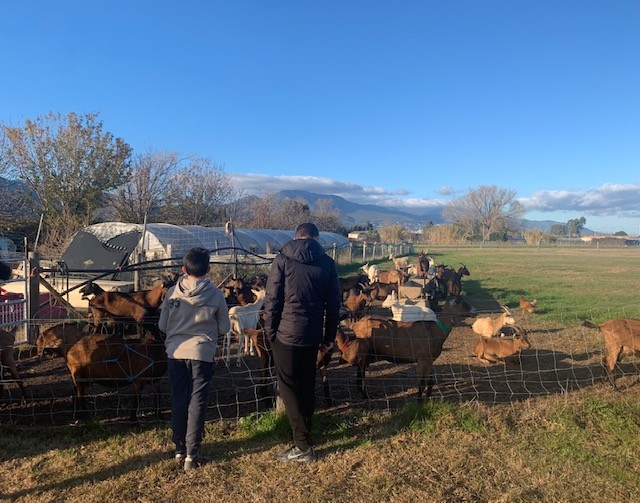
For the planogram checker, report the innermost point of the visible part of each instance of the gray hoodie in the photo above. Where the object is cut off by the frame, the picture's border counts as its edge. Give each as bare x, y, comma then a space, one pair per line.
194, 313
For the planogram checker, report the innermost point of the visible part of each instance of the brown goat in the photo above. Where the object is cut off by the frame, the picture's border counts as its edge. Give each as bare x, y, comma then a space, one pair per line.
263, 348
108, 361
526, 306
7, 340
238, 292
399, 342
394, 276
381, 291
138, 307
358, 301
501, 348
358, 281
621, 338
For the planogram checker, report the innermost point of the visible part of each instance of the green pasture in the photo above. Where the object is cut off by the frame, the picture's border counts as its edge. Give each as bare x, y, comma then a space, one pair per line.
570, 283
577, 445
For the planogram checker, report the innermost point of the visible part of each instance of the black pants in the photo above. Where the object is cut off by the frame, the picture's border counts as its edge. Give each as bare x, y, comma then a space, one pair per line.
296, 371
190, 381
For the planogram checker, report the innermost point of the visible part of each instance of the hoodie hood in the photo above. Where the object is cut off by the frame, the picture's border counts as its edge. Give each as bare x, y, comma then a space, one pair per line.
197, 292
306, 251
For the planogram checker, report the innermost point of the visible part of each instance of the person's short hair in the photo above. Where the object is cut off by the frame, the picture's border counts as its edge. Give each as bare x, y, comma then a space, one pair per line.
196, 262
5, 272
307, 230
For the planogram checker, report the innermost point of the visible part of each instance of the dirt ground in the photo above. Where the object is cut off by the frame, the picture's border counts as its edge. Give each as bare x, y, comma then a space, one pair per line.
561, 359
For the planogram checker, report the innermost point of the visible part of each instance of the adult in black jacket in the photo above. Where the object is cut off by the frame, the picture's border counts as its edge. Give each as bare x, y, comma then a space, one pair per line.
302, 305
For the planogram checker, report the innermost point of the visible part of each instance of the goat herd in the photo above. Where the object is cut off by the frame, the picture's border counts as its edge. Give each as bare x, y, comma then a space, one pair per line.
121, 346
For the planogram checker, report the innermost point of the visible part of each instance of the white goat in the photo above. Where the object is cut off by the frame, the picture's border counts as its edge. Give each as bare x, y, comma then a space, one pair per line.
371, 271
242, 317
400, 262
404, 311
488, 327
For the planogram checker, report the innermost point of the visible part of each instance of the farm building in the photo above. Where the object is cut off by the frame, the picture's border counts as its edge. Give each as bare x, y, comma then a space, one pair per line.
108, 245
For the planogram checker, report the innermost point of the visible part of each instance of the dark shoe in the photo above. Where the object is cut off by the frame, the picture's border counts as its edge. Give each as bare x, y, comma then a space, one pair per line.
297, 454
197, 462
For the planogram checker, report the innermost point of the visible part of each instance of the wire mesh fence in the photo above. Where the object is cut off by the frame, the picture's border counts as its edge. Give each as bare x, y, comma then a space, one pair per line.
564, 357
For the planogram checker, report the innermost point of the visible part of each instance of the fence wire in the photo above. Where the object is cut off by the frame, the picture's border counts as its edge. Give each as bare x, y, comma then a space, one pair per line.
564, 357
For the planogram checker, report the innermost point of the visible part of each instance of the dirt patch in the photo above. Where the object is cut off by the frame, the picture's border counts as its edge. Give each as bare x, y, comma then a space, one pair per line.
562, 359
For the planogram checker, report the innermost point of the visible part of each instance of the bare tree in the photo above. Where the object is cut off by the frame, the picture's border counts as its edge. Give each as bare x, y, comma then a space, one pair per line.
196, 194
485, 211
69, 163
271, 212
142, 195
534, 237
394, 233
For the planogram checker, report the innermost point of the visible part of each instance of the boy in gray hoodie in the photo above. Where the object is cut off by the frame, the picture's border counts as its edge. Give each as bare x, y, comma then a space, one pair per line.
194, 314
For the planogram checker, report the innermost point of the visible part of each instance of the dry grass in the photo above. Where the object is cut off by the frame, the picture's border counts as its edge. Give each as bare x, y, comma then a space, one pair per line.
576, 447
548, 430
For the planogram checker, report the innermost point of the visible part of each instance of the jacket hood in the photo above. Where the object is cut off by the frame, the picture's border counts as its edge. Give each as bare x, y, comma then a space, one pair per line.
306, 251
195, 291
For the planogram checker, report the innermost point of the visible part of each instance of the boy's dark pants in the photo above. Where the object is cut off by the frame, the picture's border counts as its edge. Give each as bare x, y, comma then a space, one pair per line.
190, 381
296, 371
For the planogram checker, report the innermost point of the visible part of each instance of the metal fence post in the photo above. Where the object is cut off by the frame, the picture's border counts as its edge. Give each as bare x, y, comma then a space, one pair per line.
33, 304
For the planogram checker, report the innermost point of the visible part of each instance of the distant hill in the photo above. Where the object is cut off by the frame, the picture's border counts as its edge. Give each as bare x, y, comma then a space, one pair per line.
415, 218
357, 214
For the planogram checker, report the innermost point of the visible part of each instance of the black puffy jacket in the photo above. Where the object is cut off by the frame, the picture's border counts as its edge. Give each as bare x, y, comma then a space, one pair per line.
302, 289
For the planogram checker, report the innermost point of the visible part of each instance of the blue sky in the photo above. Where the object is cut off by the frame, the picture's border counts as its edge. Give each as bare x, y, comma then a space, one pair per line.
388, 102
┄┄┄┄┄┄┄┄┄┄
The lines above must be transcribed exactly, with every picture left out.

ANSWER TO THIS TASK:
For the planogram checker, report the innermost point of the visible part of each instance of the gray hoodie in the photo above. Where the object is cut off by the frame, the picture's border counts as its edge. Give each as bare x, y, comma then a space, one pair per line.
194, 313
For the planogram checker, report the innermost point of the visible part of each instance of the brown goat in the photo above. Where the object is cut off by the frame, the picture's border counts as its edge. Give each as bare x, y, comma then a space, one pair per line.
263, 348
108, 361
526, 306
7, 340
238, 292
399, 342
394, 276
381, 291
138, 307
358, 301
501, 348
358, 281
621, 338
For the planogram checker, report the innermost point of the visible part of each instance of the green pasture in the photo above. Where the object is cut off by the frame, the picture's border counts as its edge. Give each as bare x, y, comma then a space, one pair per line.
570, 283
577, 445
For the planogram checker, report the innermost point of the visible part of each instance of the black pants in the photo above. Where the object is cut off by the frame, the picture's border counts as its edge. Give each as bare x, y, comma then a space, one pair per line.
296, 371
190, 381
For the planogram checker, report the innermost point of the visible part of each instance of the hoodie hood in the photo above. Where the object is cut off by the frame, the picture's border counts as its edge. Give each as bare x, y, comma then a space, one pair per line.
197, 292
306, 251
For the planogram checker, report the innermost point of the visible part of each instance of the person's short hair in the photo above. Where the object is cut off by the frame, the picture's border counts as its edge. Give each as bare x, y, comma then a space, one pair per line.
196, 262
5, 272
307, 230
For the planogram checker, report the innermost point of the visible part of each instance of the dirt ground in the photo above. Where the object is cut off by the frame, the picture's border counts as its edge. Give each as bare x, y, comma then a space, one pair per line.
561, 359
For the planogram checker, report the innermost point of the visible part of each instance of the adult in black jacket in the photo above. Where the object is cut off by the frame, the picture's border counts as its edge. Give each as bare x, y, comma then a space, one pair per line.
302, 305
For the planogram checker, report the innermost point of the visible part of each instance of the goat herd in the photo above. Where the object is cut off by the frame, the picture's border counts as its edge. Give each as bare x, y, comma then a space, one pair per line.
121, 346
For the planogram checker, report the innermost point of the visible part of each instance of the white goat in the photo above. Where the object is cut off by the frame, the picture's border counts as its edge. Give each as bare x, y, comma then a space, one pair per line.
371, 271
242, 317
400, 262
404, 311
488, 327
For the planogram checker, report the innermost point of the visible part of each instance of the farm building in the photo above. Where the object is cut off by the frame, the picture's border counts as its edge. Give each as bare x, y, comma then a space, one pair per line.
108, 245
For the planogram checker, report the innermost point of the visible part of each instance of the dark shoe in the photo above. Where the object is cut off by the frame, the picture's border counts as its edge. Give each as bare x, y, comma then a space, one pair per line.
297, 454
197, 462
For the planogram checker, report the innermost point of the visible part of each instance of the wire mesh fence in the photo above. Where the object is cut off by the frame, the picture's border counts as its edge. Give each as bare x, y, comma then a space, one pair per line.
564, 357
For the planogram checker, report the innermost point of the visible part of each instance of the fence wire in the photo above. Where the object is cut off by the frame, the picture's border counts as its edge. Give each as bare x, y, comma then a space, one pair per line.
564, 357
For the planogram checker, report the innermost point of the visible part of each instance of the dirt patch in the photo above. Where the object is cut off by the frame, the picture's border counts as its edge. Give each as bare x, y, comma then a space, one pair per line.
562, 359
For the planogram checker, report the innermost point of the visible part of each instance of the bare tree in the photo above. Where the object is cut off by the frame, the picture's border counts as its edge. Give each as bare x, y, comma then a space, one pair per line.
196, 194
485, 211
69, 163
271, 212
142, 195
534, 237
394, 233
For the planogram checker, report the innermost point of the visible part of each instance of the boy in gray hoodie in the photo above. Where the object is cut off by the frame, the picture's border counts as its edge. Give each as bare x, y, comma then a space, one pair per line.
194, 314
For the planogram checker, report the innermost point of the visible part of each instance of the dry grass in the photo above. Where the object is cut off by the frame, the picture's border counts as its edge. Give each as bare x, y, comma then a space, one pair per line.
576, 447
548, 430
For the planogram checker, report the innermost point of the visible part of each instance of the jacket hood in the photo above. Where the object is cut off by the frame, the picture's border counts as its edge. Give each as bare x, y, comma then a space, one pair per line.
306, 251
195, 291
For the planogram checker, report the innermost point of the visible part of each instance of the boy's dark pants in the photo above. Where the object is cut off by the frame, the picture's border counts as its edge. Give each as bare x, y, comma then a space, one pair per line.
190, 381
296, 371
For the planogram checker, report the innermost point of the visible part of each instance of the metal fence post in the photo above. Where the object is cut off by the frame, the picture's border counts as its edge. Give each as bare x, y, comma then a space, one pair per line.
33, 304
For the planogram checker, report the innermost point of the visible part of each instance of the distant hill in the photo above. Where the object is cut off by the frame, the picture's border counts as its edge. Give each as bare x, y, comma then a space, one pair per line.
415, 218
357, 214
For the planogram checker, report the innermost point of the visible part of each instance of the black puffy jacket in the photo above. Where the object is cut off by the frame, the picture's border counts as its edge. Give each as bare x, y, comma then a space, one pair per line.
302, 289
For the planogram checker, report the innermost point of the visible part of each instance of the blue sky in the photo above. Where the object is cut off by the frame, the picture's border counts as its edge. Give each as bare x, y, comma then a space, one pair per line.
388, 102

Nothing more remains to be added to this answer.